Material shown
_____
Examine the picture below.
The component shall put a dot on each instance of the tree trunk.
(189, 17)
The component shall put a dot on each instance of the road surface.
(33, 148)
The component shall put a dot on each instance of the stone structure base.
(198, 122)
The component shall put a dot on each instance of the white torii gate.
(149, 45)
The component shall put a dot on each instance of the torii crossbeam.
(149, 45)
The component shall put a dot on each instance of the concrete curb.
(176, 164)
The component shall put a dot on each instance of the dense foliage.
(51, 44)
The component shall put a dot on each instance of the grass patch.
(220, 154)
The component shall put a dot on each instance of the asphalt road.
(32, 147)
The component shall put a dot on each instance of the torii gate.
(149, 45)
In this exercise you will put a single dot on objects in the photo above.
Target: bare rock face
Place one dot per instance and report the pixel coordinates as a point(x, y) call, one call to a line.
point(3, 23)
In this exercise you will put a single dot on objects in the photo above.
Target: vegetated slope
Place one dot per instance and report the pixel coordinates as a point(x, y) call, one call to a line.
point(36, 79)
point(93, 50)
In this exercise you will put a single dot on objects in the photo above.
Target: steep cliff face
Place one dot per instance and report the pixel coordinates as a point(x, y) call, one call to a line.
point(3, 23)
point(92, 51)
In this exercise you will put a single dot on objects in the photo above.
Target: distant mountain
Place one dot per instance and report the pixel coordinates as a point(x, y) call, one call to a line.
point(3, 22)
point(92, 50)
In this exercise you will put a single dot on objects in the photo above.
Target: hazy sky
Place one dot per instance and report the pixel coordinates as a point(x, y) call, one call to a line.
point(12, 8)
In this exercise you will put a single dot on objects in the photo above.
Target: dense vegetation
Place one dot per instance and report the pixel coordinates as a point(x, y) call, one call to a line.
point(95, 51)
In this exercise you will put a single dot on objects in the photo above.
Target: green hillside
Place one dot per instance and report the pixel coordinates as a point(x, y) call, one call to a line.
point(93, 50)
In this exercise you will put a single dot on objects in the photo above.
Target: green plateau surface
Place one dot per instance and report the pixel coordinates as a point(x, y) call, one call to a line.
_____
What you need to do
Lines of the listing above that hold the string "Target" should each be copied.

Result of this exercise
Target: bare rock face
Target: vegetated slope
Target: steep cliff face
Target: distant mountain
Target: hazy sky
Target: dense vegetation
Target: green hillside
Target: green plateau surface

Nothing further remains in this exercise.